### INSTRUCTIONS TO FOLLOW
Please reproduce, exactly and in full, the lines running from the one that contains "Accessibility description module: locate every background" to the end of the entries.

### EXTRACTED MATERIAL
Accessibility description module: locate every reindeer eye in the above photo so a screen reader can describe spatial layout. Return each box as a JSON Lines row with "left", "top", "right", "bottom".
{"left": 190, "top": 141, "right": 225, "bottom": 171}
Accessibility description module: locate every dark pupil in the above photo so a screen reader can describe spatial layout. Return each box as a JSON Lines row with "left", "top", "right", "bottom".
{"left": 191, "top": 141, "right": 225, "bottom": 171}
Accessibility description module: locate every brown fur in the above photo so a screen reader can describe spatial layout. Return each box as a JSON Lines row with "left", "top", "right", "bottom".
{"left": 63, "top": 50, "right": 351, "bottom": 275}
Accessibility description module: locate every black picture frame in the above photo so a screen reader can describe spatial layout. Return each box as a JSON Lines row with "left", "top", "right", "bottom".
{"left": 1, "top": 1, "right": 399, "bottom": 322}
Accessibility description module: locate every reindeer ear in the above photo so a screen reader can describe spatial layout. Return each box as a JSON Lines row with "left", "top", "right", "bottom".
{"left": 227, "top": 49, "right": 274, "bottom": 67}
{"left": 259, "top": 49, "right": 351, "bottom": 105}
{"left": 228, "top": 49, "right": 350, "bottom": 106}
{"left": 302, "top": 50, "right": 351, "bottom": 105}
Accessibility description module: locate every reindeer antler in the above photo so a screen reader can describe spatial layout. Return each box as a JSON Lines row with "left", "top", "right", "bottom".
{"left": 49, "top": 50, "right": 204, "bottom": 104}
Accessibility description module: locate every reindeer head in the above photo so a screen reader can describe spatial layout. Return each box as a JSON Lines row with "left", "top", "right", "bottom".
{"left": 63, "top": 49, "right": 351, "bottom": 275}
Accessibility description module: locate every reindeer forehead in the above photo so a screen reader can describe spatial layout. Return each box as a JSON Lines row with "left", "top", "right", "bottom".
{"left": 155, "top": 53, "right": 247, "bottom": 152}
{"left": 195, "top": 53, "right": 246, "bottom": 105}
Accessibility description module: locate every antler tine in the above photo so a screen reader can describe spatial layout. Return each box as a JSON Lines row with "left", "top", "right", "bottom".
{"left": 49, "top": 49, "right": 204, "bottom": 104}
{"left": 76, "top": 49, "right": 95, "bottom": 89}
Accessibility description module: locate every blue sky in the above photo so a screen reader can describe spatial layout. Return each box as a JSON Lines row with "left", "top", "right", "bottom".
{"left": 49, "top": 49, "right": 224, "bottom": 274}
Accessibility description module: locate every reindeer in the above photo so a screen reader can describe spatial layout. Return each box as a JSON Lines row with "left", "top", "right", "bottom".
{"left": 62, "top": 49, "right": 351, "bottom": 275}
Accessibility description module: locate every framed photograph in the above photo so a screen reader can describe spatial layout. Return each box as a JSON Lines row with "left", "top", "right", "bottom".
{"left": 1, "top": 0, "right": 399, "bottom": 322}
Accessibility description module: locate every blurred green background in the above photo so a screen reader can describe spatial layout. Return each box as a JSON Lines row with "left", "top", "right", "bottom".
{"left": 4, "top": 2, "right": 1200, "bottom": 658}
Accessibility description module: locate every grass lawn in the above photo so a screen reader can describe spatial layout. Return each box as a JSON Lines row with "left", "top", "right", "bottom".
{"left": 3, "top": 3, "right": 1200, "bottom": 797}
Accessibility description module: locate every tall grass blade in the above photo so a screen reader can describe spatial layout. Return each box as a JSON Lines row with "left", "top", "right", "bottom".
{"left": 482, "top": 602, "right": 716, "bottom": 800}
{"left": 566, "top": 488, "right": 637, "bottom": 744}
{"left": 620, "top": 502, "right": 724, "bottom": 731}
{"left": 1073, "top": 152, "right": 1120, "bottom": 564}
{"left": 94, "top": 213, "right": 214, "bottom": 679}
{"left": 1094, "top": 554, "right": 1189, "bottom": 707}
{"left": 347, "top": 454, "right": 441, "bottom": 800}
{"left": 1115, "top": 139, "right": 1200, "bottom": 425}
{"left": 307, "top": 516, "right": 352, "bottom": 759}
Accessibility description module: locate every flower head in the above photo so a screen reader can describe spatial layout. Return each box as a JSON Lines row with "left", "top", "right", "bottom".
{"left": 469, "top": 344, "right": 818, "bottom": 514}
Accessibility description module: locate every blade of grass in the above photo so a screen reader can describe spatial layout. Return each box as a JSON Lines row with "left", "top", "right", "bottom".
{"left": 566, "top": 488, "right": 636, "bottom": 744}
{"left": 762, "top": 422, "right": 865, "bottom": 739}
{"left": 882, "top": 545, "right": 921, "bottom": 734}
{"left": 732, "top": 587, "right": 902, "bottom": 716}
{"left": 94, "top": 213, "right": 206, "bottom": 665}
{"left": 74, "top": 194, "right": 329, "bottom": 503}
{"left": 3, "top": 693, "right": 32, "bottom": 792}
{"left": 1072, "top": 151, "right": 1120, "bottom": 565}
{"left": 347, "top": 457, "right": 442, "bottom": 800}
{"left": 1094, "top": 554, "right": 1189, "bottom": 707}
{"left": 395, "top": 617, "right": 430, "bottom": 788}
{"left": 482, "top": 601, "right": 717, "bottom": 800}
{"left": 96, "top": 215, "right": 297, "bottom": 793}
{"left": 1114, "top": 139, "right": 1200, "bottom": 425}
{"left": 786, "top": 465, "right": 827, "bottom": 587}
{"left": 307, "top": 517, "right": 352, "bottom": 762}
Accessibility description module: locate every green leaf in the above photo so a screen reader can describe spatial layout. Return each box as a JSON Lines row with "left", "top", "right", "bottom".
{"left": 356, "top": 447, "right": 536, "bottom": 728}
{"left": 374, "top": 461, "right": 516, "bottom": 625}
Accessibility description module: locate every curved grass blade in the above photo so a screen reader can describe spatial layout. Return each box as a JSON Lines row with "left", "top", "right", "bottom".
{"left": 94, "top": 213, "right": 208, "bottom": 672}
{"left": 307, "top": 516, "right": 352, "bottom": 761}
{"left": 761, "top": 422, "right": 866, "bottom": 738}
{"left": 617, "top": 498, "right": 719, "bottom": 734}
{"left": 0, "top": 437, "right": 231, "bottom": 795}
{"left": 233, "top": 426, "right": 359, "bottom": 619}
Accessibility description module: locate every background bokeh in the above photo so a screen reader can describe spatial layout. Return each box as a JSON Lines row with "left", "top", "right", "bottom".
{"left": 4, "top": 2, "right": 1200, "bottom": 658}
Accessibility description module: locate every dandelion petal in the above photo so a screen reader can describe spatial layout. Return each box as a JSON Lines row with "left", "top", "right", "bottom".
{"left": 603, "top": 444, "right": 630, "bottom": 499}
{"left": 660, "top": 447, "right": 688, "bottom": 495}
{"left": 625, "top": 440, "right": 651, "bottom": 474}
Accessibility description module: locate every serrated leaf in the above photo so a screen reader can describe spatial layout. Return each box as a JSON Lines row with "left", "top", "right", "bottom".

### FINISHED TASK
Accessibility description module: locate every background bokeh in the above photo so a screen reader can describe spatial layout. Return each box as a JSON Lines row with "left", "top", "right", "bottom".
{"left": 4, "top": 2, "right": 1200, "bottom": 658}
Accessibility description module: locate every dandelion petal in the above photo so a screen reader can describe spatial layout. Return each box as a JSON Lines row with "left", "top", "right", "bottom".
{"left": 603, "top": 444, "right": 630, "bottom": 499}
{"left": 660, "top": 447, "right": 688, "bottom": 495}
{"left": 625, "top": 440, "right": 651, "bottom": 474}
Accessibility description module: locate every serrated leaf in the above photo so a screen reader can describe spatial layout. Return each box as a JSON Lines row with "left", "top", "right", "bottom".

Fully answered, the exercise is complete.